REQUIREMENT: Exact copy, pictures excluded: set down only the lines from the one with "white wall, and" through the end of the entries, keeping both end lines.

EXERCISE DATA:
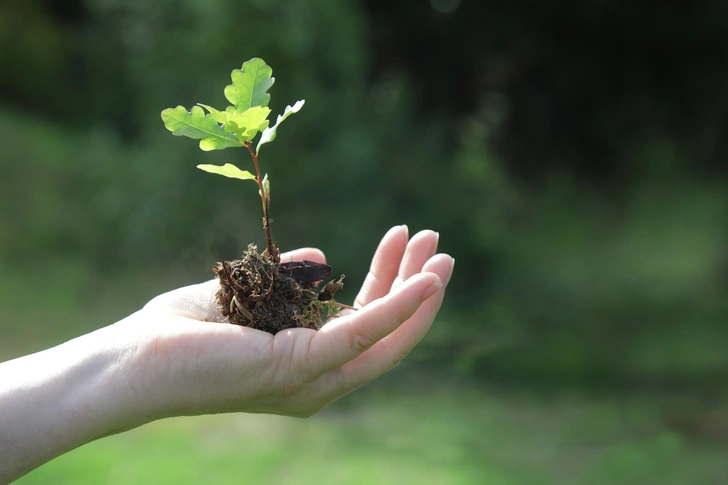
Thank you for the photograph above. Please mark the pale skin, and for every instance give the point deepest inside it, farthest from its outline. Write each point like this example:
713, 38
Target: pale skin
168, 359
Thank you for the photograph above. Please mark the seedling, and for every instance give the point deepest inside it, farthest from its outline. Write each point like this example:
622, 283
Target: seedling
258, 290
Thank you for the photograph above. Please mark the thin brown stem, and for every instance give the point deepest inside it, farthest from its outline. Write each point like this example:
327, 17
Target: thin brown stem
265, 198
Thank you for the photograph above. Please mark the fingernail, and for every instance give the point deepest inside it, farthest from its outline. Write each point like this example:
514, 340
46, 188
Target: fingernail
431, 290
449, 274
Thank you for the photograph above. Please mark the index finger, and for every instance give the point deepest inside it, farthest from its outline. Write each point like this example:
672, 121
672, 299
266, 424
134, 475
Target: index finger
345, 338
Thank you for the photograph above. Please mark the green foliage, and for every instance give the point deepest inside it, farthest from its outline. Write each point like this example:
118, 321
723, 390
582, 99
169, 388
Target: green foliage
250, 85
238, 124
199, 126
228, 170
269, 134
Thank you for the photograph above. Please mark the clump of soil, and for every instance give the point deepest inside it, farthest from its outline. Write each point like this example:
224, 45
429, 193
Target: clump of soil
259, 293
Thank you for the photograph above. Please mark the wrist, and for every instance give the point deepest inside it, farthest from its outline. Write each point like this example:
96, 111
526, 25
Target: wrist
56, 400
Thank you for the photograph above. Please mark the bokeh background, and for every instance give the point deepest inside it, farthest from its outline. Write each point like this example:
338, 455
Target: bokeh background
572, 157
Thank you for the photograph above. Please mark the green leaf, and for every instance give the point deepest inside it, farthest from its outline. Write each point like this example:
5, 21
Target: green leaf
219, 116
250, 85
228, 170
247, 124
266, 185
199, 126
269, 134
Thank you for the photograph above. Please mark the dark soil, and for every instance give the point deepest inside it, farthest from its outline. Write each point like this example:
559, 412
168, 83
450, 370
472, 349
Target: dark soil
259, 293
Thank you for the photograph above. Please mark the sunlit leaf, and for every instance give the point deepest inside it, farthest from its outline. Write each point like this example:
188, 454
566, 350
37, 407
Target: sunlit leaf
247, 124
228, 170
219, 116
250, 85
199, 126
266, 185
269, 134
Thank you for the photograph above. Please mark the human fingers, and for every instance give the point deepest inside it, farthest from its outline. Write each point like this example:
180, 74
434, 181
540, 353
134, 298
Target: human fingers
420, 248
385, 263
389, 351
345, 338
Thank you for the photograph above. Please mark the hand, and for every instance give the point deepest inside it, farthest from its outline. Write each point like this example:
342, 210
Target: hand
171, 359
188, 365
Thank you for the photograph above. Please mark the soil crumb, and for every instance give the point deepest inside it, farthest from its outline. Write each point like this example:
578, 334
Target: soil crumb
258, 293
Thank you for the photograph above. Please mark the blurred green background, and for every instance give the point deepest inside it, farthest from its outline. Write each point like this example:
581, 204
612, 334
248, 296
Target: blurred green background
572, 157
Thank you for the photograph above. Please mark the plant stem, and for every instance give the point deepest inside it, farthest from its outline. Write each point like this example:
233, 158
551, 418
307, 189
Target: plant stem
265, 198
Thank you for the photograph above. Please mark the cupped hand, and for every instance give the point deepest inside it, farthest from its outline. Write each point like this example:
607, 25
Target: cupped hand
187, 364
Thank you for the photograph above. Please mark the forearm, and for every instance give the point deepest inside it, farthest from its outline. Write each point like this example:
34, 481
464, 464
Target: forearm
56, 400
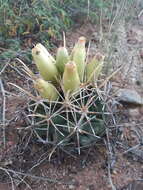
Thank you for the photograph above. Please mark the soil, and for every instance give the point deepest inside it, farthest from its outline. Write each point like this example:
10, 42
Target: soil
117, 165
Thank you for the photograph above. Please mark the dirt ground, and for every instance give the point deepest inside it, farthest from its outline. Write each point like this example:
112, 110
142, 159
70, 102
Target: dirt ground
117, 165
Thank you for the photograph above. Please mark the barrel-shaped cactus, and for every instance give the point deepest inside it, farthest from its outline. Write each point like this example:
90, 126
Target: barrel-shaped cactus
71, 113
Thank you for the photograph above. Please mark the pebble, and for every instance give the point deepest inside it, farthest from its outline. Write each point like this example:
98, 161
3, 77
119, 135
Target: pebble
129, 97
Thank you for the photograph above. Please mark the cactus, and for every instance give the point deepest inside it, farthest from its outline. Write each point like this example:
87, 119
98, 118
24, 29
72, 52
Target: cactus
46, 89
71, 79
94, 68
71, 115
78, 55
45, 63
61, 59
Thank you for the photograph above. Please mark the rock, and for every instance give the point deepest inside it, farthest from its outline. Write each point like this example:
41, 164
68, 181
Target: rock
71, 187
129, 97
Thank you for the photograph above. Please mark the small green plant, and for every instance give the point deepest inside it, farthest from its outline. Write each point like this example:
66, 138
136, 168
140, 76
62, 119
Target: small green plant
68, 111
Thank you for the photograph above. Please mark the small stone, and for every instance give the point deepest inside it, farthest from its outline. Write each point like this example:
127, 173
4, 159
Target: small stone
129, 97
71, 186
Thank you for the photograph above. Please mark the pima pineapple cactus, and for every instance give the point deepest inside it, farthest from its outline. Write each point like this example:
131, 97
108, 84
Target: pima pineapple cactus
70, 112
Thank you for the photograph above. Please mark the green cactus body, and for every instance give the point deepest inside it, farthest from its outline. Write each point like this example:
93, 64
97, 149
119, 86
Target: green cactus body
71, 81
61, 59
78, 55
94, 68
75, 121
45, 63
46, 89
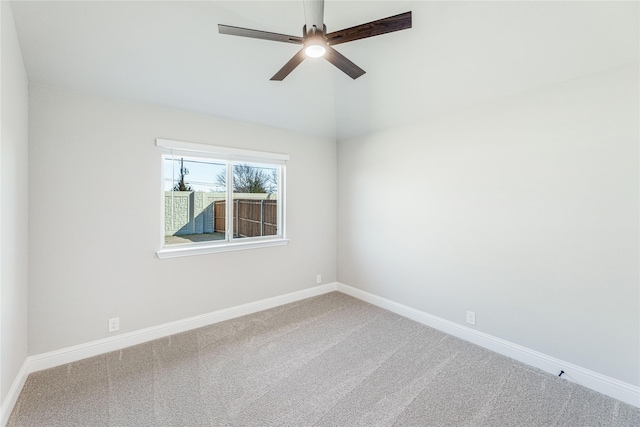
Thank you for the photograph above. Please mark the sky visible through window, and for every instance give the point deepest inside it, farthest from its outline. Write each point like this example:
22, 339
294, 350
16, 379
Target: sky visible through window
201, 174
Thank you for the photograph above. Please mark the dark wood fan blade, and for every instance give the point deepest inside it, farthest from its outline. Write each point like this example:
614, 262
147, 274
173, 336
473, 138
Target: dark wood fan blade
289, 66
257, 34
370, 29
341, 61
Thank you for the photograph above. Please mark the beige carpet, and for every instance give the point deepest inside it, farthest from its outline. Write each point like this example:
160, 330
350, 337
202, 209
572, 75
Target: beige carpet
327, 361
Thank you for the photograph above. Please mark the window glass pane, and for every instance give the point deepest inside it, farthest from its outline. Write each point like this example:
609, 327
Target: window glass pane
255, 200
194, 200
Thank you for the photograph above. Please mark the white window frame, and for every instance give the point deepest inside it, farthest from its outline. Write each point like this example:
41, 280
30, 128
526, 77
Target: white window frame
230, 156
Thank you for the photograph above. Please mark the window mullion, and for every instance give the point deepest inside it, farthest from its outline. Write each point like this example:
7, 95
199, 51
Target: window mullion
229, 203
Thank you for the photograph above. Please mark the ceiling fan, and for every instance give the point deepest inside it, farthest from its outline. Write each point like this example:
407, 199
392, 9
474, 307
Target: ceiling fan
318, 43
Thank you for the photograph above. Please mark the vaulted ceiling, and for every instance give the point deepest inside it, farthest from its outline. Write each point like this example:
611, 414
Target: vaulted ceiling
457, 54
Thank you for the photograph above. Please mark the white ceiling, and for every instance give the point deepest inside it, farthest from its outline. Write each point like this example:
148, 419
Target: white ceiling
457, 54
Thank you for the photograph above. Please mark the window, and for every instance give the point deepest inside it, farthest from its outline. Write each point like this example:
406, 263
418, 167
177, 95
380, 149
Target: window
219, 199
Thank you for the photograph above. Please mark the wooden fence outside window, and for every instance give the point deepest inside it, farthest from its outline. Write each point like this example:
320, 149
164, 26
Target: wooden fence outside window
251, 218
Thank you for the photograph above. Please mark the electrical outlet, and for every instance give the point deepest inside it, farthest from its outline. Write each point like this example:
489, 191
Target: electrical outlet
114, 324
471, 317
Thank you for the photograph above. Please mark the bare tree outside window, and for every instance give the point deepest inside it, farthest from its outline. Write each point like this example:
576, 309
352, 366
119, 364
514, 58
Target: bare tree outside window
251, 179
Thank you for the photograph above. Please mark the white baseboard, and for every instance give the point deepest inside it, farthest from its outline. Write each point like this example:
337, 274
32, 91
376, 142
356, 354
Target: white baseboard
94, 348
12, 396
606, 385
609, 386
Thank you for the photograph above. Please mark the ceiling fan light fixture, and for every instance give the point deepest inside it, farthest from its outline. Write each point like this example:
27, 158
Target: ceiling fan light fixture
314, 47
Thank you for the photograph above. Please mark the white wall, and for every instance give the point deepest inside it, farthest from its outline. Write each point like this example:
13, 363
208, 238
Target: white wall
14, 205
89, 263
524, 210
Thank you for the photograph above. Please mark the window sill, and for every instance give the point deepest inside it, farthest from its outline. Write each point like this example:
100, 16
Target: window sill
184, 250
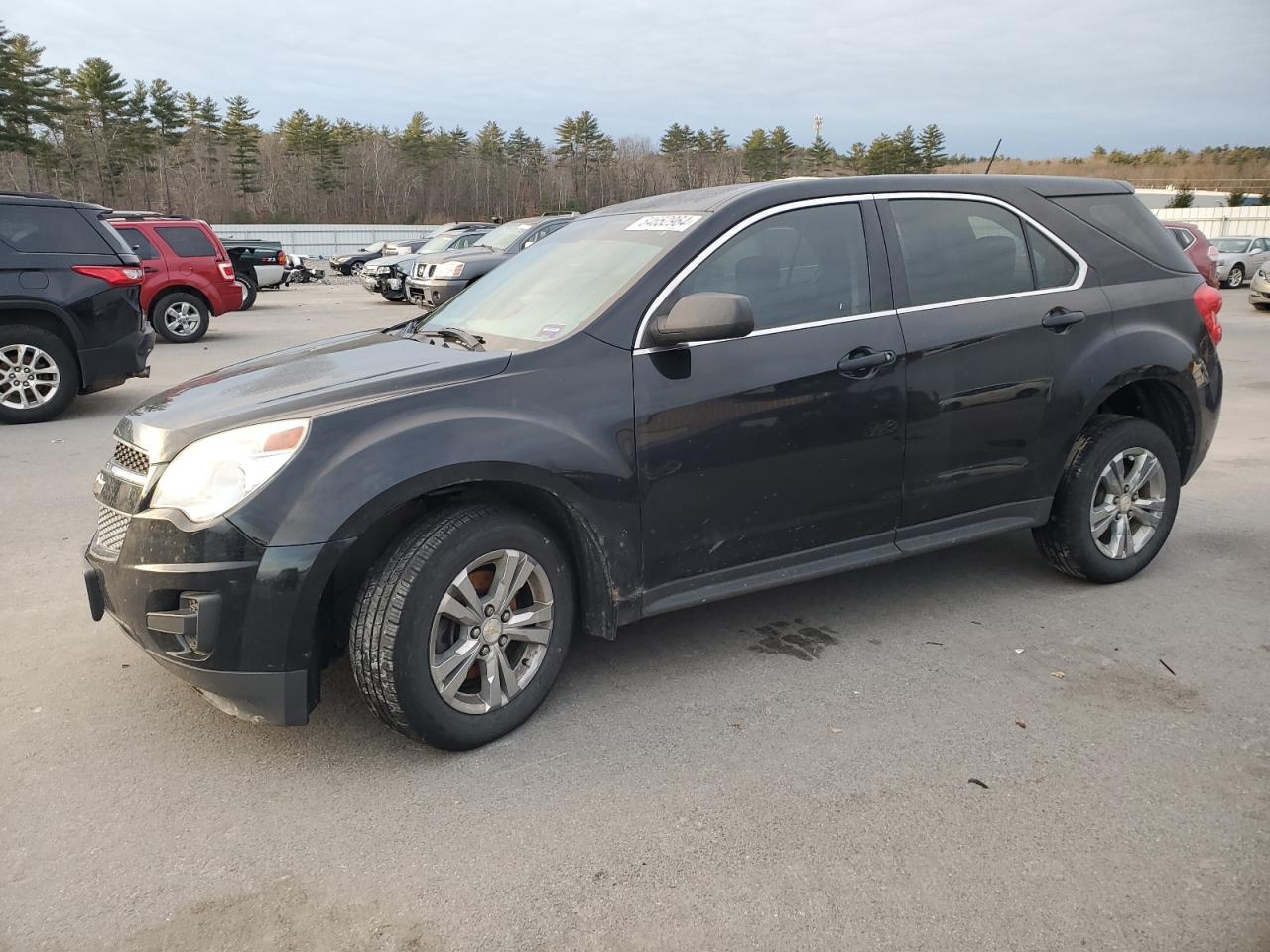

SOLUTION:
Thank you for the photograph above. Please mark the white wall, and for every instance give the point deepest inside it, farthest from its outline. Write each point like this example:
13, 363
208, 238
Target: white wall
14, 205
89, 263
524, 210
Thank you for the photograph above. Please mark the window sill, and for every instance give the point deepest inside it, farthest from its outline. Write each point like this example:
100, 16
Target: window sill
184, 250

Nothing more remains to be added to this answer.